▸ SHORT TASK
Copy the data below word for word, keeping every line unchanged and in its original order.

▸ TASK INPUT
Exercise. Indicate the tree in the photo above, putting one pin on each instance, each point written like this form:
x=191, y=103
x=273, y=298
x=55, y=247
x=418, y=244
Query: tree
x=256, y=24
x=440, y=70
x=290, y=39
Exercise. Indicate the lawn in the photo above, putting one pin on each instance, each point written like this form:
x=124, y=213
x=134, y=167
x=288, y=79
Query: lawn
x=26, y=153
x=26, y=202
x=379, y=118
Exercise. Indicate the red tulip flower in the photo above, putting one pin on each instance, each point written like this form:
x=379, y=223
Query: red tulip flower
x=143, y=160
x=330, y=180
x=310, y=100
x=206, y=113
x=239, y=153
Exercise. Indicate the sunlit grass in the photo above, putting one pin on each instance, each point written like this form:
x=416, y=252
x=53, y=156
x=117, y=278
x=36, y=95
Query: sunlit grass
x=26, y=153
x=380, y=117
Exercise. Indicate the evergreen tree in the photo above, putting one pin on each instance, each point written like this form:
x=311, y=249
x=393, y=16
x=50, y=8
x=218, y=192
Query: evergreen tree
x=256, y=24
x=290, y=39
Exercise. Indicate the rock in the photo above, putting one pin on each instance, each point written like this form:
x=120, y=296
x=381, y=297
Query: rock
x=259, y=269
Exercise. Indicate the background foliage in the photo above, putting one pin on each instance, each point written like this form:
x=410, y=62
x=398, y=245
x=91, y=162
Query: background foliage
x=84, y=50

▸ SOLVED EXERCISE
Exercise. Indicate the tree in the photo above, putting one pin on each instance, each point written like this form:
x=191, y=103
x=273, y=298
x=55, y=247
x=418, y=244
Query: tree
x=256, y=24
x=440, y=70
x=290, y=39
Exercise. Indicate the lawn in the photo above, putting one pin on each instance, each point written like this form:
x=124, y=213
x=134, y=167
x=288, y=79
Query: lawn
x=26, y=153
x=26, y=202
x=379, y=118
Exercise. Indicate the red tulip flower in the photo above, putting one pin on each instance, each point written like this form:
x=379, y=223
Query: red tulip flower
x=143, y=160
x=330, y=180
x=310, y=100
x=206, y=113
x=239, y=153
Exercise. Indicate the sunlit grass in the photo above, putting one pin on each instance, each point written like this form:
x=416, y=252
x=53, y=156
x=117, y=278
x=36, y=95
Query: sunlit grass
x=26, y=153
x=380, y=117
Exercise. Indicate the evergreen tree in the photo above, putting one pin on each instance, each point written like this form:
x=311, y=249
x=393, y=16
x=50, y=8
x=218, y=192
Query: evergreen tree
x=256, y=24
x=290, y=39
Exercise. Indicate the rock in the photo above, putting one pin on each instance, each point written like this form:
x=120, y=296
x=381, y=297
Query: rock
x=259, y=269
Exercise. Indicate the background foliage in the photo above, putting one pin on each instance, each point written like this form:
x=410, y=62
x=398, y=245
x=91, y=162
Query: background foliage
x=84, y=50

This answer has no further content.